SET EXERCISE – Copy every one of the rows below word for word, changing nothing.

[Excerpts from a dataset on pointing at objects]
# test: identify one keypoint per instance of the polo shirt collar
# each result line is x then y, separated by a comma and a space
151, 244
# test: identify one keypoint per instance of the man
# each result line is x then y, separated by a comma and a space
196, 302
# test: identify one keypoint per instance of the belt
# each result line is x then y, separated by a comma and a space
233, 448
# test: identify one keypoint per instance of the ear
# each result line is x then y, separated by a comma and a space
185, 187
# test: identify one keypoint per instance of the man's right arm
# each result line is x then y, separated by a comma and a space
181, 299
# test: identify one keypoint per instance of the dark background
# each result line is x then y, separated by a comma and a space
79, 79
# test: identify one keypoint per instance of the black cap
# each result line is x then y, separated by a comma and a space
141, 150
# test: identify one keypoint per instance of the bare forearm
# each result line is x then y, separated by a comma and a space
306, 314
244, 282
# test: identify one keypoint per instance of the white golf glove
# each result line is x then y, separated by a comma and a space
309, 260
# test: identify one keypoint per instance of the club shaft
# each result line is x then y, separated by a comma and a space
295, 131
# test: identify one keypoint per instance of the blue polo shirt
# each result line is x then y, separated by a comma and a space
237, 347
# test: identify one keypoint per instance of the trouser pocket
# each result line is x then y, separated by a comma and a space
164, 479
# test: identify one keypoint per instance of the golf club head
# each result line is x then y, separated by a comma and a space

ANSWER BELOW –
# test: identify one keypoint per instance of the polo shirt collar
# each result line is x then y, separated by a comma and a space
151, 244
# test: identify one keypoint per instance of the man
# each result line is x then y, separated by a comma and a space
196, 302
# test: identify one keypoint per instance of the belt
# each result line is x then y, separated by a comma and a space
233, 448
# test: identify one keypoint per instance of the ear
# each result line is x then y, separated by a comma and a space
185, 187
# test: identify one keypoint per instance of the man's right arm
# each result line is x then y, separated by a comma and a space
181, 299
# test: identify one keypoint per instance of the dark background
# each result line is x then y, separated by a comma and a space
79, 79
# test: identify one keypoint per instance of the black cap
# each result line is x then y, separated by a comma and a space
141, 150
# test: identify one keypoint per instance of the bare forearm
# each result line is x then y, separated by a comma and a space
306, 314
244, 282
# test: identify one keypoint per instance of the white golf glove
# each result line is x then y, separated by a comma and a space
309, 260
# test: identify one keypoint per instance of the club shaft
# each result line is x then y, separated by a comma and a space
295, 131
# test: identify one keypoint per instance of the blue polo shirt
# each result line is x then y, separated by a comma and a space
237, 347
# test: identify one keypoint per instance of the trouser pocket
# each result line is x then y, separated by a comma and a space
164, 479
# test: identify one keypoint per instance of the golf club head
# each result line is x then y, separated by a comma and a space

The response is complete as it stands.